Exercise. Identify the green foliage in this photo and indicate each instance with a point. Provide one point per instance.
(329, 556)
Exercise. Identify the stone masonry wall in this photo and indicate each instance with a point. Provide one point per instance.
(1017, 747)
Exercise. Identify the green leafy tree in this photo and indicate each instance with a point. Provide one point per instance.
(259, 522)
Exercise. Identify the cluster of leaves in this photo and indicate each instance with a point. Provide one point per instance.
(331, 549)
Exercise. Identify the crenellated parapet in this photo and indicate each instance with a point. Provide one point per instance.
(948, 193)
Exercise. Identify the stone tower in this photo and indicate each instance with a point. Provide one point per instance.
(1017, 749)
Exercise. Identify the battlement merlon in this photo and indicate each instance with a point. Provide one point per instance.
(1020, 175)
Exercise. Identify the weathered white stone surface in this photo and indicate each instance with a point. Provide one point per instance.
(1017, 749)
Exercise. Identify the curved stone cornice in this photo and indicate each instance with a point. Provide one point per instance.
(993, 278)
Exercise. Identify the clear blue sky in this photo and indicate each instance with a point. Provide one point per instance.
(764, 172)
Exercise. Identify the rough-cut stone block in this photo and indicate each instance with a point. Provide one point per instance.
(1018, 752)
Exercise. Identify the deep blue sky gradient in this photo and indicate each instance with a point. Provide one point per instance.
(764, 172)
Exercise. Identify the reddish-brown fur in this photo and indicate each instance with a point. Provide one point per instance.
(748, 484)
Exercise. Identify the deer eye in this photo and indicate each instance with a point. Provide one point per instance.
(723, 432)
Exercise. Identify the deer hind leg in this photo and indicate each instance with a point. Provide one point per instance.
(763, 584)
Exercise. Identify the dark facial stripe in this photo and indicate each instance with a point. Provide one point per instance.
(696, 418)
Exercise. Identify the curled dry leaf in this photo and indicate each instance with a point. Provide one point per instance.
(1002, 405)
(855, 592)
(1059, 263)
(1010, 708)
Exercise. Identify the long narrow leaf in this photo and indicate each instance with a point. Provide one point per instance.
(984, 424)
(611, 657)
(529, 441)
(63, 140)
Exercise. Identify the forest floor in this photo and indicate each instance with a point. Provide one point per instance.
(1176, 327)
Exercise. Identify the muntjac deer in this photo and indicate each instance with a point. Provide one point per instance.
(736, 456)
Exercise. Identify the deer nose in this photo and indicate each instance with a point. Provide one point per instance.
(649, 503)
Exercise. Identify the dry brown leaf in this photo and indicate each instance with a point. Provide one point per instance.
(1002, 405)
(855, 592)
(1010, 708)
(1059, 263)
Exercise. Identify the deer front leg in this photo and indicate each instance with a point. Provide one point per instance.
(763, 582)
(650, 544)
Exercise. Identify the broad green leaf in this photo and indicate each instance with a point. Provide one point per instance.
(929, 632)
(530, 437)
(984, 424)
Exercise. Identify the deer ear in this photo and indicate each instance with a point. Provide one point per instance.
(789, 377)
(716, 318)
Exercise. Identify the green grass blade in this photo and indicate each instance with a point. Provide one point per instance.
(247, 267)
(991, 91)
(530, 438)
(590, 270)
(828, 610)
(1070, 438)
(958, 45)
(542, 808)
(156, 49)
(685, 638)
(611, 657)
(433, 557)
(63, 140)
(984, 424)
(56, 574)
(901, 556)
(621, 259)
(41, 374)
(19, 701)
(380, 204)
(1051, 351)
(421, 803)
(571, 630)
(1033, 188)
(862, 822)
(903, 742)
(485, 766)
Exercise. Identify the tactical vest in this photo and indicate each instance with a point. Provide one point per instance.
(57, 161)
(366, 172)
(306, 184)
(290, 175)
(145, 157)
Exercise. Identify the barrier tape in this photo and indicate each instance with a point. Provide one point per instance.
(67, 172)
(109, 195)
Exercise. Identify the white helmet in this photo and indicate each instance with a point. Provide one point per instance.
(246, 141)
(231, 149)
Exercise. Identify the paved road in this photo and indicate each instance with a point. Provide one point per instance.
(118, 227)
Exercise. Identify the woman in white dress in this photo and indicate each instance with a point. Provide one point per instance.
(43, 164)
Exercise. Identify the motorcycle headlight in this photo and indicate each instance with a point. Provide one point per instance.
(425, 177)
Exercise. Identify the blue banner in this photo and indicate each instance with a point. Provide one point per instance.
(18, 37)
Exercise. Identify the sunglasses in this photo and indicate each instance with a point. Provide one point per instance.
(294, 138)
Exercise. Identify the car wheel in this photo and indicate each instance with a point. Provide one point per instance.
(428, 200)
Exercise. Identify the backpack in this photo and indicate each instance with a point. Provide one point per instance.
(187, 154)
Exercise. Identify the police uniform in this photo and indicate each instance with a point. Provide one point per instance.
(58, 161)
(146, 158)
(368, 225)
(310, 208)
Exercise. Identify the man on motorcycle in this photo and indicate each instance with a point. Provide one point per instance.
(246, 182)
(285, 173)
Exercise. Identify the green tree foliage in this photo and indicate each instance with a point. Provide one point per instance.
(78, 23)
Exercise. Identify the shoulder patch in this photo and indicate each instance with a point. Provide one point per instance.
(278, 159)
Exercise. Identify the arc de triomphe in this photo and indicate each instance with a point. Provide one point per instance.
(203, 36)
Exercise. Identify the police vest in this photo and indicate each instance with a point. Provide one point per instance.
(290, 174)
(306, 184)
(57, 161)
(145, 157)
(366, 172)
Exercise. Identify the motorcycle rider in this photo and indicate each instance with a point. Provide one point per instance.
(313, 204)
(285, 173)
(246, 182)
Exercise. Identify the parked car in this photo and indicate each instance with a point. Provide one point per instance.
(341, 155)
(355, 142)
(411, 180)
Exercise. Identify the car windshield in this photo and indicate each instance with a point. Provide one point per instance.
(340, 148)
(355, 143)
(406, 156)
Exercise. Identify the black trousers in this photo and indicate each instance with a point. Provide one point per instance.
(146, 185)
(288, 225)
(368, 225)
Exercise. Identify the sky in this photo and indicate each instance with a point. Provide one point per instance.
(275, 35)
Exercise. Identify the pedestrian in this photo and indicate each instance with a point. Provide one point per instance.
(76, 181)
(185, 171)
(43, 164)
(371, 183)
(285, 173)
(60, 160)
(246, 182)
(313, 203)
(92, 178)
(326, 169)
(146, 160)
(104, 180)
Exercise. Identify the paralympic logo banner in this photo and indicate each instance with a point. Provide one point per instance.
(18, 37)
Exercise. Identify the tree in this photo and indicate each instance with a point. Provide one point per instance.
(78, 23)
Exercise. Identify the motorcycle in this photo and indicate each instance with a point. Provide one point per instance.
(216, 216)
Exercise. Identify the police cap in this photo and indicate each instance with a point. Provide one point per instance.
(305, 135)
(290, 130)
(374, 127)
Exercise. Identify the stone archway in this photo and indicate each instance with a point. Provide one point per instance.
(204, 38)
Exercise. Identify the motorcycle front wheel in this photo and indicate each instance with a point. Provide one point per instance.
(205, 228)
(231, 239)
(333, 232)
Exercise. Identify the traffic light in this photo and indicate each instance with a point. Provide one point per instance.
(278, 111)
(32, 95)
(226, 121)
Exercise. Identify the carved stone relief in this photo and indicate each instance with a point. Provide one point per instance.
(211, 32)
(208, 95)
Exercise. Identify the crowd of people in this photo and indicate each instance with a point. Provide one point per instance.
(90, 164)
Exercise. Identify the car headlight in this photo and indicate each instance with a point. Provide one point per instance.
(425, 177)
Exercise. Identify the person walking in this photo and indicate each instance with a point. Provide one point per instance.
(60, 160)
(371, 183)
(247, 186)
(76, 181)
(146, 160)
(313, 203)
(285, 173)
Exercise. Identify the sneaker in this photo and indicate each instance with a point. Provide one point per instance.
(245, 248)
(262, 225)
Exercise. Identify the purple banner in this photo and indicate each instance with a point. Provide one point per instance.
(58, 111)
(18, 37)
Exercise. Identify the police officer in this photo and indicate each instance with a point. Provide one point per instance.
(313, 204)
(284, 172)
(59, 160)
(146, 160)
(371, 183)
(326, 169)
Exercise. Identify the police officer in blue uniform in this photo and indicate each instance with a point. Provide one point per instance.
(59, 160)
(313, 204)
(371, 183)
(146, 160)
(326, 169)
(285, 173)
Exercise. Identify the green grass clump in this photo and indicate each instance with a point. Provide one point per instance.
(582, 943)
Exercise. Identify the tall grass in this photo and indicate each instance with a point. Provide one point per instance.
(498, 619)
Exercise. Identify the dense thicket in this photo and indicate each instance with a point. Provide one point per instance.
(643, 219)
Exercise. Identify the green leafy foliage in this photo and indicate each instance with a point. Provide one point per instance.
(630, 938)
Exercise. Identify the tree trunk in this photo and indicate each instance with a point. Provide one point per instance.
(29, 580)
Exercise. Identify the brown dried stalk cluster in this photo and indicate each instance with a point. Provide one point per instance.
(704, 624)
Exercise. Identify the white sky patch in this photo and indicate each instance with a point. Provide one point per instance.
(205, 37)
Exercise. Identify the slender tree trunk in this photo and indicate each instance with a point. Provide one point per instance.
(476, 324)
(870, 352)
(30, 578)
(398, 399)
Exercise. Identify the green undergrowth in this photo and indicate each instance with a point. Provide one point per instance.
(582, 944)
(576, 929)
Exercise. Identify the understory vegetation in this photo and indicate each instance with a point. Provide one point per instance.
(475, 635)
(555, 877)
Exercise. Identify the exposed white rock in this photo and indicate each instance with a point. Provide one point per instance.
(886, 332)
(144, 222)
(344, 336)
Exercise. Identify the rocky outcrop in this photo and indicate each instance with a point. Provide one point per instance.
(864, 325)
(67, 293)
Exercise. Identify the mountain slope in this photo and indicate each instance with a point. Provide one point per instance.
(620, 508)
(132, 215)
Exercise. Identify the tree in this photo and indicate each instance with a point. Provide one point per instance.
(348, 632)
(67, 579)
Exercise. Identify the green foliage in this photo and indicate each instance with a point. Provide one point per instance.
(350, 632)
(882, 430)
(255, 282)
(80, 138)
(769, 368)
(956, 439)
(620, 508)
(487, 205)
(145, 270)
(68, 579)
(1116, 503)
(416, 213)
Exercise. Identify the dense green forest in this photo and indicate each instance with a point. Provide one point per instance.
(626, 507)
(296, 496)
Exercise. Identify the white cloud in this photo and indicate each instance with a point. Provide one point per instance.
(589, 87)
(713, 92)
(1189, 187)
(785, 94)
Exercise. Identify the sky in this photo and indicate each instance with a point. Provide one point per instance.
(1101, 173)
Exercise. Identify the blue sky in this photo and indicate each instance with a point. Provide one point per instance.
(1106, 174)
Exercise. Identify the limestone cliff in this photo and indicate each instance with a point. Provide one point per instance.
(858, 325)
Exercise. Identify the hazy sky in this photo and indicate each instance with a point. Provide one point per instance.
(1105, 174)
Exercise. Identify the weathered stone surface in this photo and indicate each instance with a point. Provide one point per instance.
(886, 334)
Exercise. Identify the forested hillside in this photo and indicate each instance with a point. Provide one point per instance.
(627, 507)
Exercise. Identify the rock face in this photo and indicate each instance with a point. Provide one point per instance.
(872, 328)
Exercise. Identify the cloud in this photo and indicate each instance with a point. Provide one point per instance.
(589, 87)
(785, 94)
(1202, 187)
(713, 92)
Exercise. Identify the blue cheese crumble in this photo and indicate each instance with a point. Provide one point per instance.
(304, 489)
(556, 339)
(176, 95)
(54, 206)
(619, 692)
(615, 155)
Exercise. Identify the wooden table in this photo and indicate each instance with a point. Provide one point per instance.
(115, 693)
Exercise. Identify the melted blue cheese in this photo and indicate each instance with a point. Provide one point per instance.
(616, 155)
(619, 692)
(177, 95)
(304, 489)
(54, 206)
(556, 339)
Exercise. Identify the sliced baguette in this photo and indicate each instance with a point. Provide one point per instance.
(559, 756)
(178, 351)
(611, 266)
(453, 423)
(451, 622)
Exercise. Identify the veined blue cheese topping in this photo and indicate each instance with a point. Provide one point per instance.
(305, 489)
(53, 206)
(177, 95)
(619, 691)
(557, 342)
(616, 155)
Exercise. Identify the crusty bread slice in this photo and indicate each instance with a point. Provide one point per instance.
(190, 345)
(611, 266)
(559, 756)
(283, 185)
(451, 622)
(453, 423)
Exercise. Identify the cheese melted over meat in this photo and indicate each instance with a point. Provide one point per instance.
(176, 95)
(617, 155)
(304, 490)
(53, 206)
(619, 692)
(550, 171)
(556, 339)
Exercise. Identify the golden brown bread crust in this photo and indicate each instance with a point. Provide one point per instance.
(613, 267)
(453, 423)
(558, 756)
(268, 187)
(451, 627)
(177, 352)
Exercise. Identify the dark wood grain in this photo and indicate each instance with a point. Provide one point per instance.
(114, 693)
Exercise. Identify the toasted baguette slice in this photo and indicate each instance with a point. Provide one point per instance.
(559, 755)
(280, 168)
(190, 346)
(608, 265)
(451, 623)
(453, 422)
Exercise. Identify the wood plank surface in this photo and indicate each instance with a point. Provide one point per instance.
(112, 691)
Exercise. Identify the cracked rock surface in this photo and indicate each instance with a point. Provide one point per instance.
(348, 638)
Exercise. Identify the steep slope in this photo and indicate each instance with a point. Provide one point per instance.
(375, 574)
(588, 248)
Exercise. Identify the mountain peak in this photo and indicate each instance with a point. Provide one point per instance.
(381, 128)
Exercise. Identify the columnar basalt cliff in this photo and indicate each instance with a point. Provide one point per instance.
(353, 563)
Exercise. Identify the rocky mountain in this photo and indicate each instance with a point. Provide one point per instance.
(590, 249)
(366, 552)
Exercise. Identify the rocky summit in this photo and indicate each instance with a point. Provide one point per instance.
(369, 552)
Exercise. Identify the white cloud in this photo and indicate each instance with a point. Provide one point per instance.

==================================================

## GOAL
Give the lines from the one containing "Exercise. Identify the dark wood" through the end of the entries again, exactly as written and with no other lines.

## CORRECT RESULT
Exercise. Identify the dark wood grain in this photo and indicate each instance with a point. Provide one point per instance.
(114, 693)
Exercise. Identify the toasted baguette slice in this photo and indicate each instance with a point. Provide one point per instance.
(559, 755)
(280, 168)
(190, 346)
(608, 265)
(451, 623)
(453, 422)
Exercise. Identify the wood plank surface in this photo and indicate each instance with a point. Provide one point per instance.
(112, 691)
Exercise. Identify the cracked rock surface in this photo and indicate each instance with a point. Provide one point per instance.
(348, 638)
Exercise. Identify the steep slope in this photo and indicate each instance with a point. Provide one point per instance.
(375, 574)
(588, 248)
Exercise. Identify the mountain peak in this photo and indicate each instance with a point. Provide one point per instance.
(381, 128)
Exercise. Identify the columnar basalt cliff in this photo and indicate each instance with a point. Provide one point per instance.
(353, 563)
Exercise. Identify the rocky mountain in this photo and indicate each instance with a point. Provide one point per instance.
(590, 249)
(366, 552)
Exercise. Identify the rocky summit in this photo and indicate each instance with a point. Provide one point per instance.
(369, 552)
Exercise. Identify the white cloud in this photo and indicate each instance with a point. Provide one point per instance.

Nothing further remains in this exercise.